[Stored dataset entries]
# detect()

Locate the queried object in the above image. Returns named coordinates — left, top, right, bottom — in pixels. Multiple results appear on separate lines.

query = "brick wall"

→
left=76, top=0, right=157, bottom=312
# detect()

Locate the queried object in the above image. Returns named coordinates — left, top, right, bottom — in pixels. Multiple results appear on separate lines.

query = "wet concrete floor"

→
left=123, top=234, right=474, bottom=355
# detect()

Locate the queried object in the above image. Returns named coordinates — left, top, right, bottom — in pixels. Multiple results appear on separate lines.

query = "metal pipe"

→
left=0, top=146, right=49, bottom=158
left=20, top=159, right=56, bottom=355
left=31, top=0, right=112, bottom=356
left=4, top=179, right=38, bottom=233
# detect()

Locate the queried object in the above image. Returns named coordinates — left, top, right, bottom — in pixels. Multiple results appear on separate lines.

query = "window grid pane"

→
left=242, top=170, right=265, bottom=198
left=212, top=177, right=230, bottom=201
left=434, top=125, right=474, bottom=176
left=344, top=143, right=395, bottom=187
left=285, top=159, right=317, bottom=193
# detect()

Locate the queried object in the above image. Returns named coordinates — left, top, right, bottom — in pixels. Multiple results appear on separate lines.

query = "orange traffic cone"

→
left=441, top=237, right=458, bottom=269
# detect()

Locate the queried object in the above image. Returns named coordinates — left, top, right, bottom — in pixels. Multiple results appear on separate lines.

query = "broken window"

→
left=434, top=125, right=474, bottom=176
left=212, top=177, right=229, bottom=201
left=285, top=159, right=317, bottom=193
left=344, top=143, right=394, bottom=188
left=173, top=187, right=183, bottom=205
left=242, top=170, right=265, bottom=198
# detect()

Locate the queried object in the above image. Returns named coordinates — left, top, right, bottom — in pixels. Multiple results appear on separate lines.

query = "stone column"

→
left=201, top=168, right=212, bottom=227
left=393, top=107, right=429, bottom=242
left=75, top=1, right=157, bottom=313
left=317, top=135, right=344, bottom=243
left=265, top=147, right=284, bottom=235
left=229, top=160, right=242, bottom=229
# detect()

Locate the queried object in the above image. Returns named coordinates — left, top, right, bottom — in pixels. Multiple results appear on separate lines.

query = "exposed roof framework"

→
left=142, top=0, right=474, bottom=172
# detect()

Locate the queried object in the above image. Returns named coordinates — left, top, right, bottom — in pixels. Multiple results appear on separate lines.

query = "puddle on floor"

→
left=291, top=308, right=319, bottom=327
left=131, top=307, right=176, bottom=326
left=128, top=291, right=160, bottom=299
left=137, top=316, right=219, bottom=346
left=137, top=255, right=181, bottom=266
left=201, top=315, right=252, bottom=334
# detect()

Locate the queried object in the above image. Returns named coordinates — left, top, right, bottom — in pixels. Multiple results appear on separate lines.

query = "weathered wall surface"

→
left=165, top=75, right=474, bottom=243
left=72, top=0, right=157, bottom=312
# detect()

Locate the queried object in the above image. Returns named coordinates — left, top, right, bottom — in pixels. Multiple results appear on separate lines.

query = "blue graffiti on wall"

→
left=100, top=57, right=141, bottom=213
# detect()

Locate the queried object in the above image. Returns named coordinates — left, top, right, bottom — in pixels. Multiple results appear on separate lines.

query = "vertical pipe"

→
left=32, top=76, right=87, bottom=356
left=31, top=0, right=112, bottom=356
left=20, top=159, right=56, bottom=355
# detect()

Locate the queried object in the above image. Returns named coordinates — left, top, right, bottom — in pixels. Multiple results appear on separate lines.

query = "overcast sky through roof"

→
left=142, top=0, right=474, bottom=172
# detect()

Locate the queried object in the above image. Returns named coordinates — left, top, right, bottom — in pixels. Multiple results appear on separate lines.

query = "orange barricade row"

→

** Exercise brief **
Please reproduce the data starting at the very beginning and ending at the line that contains "left=441, top=237, right=458, bottom=269", with "metal pipe" swapped for "rusty pipe" and nothing else changed.

** Solved problem **
# detect()

Locate the queried object in the above image. Returns named coordinates — left, top, right, bottom — in pixels. Multiple results appear on separate lines.

query = "brick wall"

→
left=76, top=0, right=157, bottom=312
# detect()

Locate the queried object in the above image. Returns named coordinates — left, top, right, bottom — in pixels. Multiple results appear on separate lines.

query = "wet concrete floor"

→
left=123, top=234, right=474, bottom=355
# detect()

Locate the queried object in the above image. Returns named coordinates — left, top, right, bottom — in pixels. Multiple results appear on separate lines.

query = "rusty pipe"

→
left=0, top=146, right=49, bottom=158
left=20, top=159, right=56, bottom=355
left=31, top=0, right=112, bottom=356
left=4, top=179, right=38, bottom=233
# detect()

Locate the queried object in the above image. Returns named coordinates — left, top, right, bottom — in pixels. Multiple results appear on separate lines.

query = "window grid pane"

→
left=242, top=170, right=265, bottom=198
left=212, top=177, right=230, bottom=201
left=434, top=125, right=474, bottom=176
left=344, top=143, right=395, bottom=187
left=285, top=159, right=317, bottom=193
# detect()

Locate the queried object in the above image. Returns named coordinates — left, top, right, bottom — in pixels. Multiple results appear on separate lines.

query = "orange traffic cone"

→
left=441, top=237, right=458, bottom=269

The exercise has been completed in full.